→ INSTRUCTIONS FOR THE TASK
Let the output be exactly the lines from the one containing "709L436 714L518 715L526" through the end of the records below, both included.

→ SOURCE DATA

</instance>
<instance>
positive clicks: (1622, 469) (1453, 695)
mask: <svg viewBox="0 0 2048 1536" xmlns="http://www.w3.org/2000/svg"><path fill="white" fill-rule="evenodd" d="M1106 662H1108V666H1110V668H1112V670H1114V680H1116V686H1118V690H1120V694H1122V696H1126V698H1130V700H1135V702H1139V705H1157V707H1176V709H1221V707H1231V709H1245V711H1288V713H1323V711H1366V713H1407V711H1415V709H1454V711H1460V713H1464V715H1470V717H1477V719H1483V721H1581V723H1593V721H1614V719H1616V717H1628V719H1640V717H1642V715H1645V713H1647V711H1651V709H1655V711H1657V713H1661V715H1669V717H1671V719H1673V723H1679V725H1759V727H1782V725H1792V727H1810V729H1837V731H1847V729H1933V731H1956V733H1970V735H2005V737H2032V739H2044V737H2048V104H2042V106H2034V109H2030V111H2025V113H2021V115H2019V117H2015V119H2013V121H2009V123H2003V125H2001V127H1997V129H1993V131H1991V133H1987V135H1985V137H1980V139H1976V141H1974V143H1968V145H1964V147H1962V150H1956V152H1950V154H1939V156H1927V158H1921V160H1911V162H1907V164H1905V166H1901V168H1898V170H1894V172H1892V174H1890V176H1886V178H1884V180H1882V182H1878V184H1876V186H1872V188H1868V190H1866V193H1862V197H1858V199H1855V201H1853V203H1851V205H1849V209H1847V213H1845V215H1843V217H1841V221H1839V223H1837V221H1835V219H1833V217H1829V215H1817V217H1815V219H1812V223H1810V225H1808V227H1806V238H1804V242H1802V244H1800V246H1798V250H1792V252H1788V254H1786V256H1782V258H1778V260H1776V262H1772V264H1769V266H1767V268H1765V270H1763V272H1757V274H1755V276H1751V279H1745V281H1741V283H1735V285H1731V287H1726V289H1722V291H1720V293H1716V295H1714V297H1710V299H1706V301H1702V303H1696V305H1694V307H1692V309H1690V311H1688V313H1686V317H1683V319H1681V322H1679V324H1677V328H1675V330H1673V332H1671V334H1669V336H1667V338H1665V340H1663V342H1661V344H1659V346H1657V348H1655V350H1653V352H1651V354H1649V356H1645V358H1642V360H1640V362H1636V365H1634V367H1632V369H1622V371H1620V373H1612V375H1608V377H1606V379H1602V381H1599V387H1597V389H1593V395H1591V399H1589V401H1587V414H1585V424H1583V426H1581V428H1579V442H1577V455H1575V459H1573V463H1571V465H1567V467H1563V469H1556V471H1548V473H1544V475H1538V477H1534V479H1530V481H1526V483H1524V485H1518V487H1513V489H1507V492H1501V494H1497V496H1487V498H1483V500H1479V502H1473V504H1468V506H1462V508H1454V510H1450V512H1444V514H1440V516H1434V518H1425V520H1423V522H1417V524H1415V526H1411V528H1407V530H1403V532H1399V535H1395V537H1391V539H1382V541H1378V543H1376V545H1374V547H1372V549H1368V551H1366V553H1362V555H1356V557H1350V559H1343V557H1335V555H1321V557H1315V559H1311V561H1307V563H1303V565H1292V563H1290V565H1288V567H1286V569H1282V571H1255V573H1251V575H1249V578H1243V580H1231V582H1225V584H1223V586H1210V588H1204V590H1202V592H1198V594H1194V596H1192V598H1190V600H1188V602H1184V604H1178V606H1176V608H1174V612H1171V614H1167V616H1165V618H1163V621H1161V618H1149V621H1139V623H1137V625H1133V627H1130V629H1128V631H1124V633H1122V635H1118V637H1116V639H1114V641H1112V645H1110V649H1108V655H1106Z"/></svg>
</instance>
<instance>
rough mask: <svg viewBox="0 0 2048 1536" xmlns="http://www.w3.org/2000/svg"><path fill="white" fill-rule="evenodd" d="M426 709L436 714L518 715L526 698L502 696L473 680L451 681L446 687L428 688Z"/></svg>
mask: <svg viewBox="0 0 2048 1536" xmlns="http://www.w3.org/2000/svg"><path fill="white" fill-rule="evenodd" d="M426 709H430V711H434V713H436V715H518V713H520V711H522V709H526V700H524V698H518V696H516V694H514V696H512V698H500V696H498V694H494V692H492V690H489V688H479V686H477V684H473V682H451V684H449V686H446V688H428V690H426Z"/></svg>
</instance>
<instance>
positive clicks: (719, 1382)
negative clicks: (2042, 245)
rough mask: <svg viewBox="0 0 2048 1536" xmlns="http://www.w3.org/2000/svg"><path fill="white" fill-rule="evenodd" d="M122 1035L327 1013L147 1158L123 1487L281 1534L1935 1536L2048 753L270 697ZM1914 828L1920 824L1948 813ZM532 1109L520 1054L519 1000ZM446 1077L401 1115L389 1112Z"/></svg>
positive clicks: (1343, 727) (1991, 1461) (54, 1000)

→ COMPLETED TASK
rough mask: <svg viewBox="0 0 2048 1536" xmlns="http://www.w3.org/2000/svg"><path fill="white" fill-rule="evenodd" d="M426 709L436 714L518 715L526 698L502 696L473 680L451 681L446 687L428 688Z"/></svg>
mask: <svg viewBox="0 0 2048 1536" xmlns="http://www.w3.org/2000/svg"><path fill="white" fill-rule="evenodd" d="M426 709H430V711H434V713H436V715H518V713H520V711H522V709H526V700H524V698H518V696H516V694H514V696H512V698H500V696H498V694H494V692H492V690H489V688H479V686H477V684H473V682H451V684H449V686H446V688H428V690H426Z"/></svg>
</instance>
<instance>
positive clicks: (719, 1382)
negative clicks: (2042, 245)
rough mask: <svg viewBox="0 0 2048 1536" xmlns="http://www.w3.org/2000/svg"><path fill="white" fill-rule="evenodd" d="M122 1035L327 1013L147 1158L123 1487L281 1534L1935 1536L2048 753L270 697ZM1914 828L1920 824L1948 813ZM532 1109L520 1054L519 1000ZM446 1077L401 1115L389 1112Z"/></svg>
positive clicks: (1343, 727) (1991, 1461) (54, 1000)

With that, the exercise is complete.